Every line that contains the word "target" should be copied from the records below.

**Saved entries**
··········
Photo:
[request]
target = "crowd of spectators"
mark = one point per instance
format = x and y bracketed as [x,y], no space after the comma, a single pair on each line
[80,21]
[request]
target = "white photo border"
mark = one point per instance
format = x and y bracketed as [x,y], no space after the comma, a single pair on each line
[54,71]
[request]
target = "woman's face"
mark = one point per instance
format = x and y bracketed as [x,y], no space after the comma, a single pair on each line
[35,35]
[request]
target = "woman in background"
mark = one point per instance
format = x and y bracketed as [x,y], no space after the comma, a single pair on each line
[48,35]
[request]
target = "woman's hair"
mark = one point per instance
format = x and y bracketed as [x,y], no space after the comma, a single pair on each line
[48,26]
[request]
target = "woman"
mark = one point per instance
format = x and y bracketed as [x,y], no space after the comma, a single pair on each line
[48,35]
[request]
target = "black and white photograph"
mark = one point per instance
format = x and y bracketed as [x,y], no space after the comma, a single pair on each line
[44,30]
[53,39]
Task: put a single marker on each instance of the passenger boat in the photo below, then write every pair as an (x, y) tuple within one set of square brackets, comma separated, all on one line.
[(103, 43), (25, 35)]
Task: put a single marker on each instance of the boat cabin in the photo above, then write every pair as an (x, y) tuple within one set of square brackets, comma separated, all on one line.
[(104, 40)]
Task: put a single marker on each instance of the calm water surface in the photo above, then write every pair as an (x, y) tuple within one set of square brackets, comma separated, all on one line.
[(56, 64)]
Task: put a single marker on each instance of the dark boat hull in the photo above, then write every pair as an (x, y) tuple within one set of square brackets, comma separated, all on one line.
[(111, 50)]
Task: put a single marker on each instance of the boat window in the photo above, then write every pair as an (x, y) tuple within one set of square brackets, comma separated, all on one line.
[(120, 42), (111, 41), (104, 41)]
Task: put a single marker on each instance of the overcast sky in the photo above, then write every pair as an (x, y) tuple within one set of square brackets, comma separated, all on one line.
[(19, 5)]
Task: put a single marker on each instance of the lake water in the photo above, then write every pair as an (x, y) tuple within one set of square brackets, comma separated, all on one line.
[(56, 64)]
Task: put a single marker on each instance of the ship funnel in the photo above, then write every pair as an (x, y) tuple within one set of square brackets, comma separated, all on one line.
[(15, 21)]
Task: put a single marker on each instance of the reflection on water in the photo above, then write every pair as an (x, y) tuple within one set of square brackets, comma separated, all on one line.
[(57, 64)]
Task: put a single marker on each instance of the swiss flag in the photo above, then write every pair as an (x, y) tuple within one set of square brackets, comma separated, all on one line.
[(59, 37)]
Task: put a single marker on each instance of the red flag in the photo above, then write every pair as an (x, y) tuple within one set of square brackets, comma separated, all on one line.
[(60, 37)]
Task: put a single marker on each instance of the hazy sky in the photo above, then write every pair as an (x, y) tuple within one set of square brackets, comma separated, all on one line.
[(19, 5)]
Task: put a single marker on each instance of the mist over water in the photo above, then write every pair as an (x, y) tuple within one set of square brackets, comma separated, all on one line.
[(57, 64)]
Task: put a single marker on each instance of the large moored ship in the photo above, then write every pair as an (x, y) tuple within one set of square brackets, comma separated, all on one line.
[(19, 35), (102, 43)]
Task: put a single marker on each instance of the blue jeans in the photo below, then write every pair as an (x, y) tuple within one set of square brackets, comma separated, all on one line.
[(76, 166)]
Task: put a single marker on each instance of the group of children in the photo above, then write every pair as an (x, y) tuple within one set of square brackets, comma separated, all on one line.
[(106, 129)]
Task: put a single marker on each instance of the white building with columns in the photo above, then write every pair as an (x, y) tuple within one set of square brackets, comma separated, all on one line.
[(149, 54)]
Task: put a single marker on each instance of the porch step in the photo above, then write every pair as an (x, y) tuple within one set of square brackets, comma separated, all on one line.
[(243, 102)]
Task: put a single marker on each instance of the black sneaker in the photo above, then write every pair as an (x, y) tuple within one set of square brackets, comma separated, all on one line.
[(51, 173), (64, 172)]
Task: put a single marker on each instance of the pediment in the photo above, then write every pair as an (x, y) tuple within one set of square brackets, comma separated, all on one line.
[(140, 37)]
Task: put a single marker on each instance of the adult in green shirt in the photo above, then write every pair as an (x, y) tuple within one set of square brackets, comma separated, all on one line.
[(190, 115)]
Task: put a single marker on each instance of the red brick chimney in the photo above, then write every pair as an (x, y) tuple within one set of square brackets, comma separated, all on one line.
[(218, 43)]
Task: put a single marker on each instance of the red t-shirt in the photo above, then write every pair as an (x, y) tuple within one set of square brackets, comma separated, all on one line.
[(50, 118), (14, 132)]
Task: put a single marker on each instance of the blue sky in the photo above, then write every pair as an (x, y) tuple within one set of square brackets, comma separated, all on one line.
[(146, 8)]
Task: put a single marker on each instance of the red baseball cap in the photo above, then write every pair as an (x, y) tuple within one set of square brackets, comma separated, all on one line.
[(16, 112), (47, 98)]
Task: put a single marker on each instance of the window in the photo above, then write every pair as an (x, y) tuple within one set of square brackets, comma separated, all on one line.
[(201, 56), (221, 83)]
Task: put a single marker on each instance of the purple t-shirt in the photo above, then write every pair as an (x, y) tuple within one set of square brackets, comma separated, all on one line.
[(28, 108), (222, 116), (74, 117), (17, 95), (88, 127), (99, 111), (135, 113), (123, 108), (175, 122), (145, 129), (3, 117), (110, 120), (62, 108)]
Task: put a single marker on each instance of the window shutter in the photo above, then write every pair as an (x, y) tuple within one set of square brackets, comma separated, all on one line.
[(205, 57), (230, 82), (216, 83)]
··········
**Response**
target = "crowd of spectators"
target = "white photo border"
target = "woman's face"
target = "woman in background"
target = "woman's hair"
target = "woman"
target = "black and white photograph"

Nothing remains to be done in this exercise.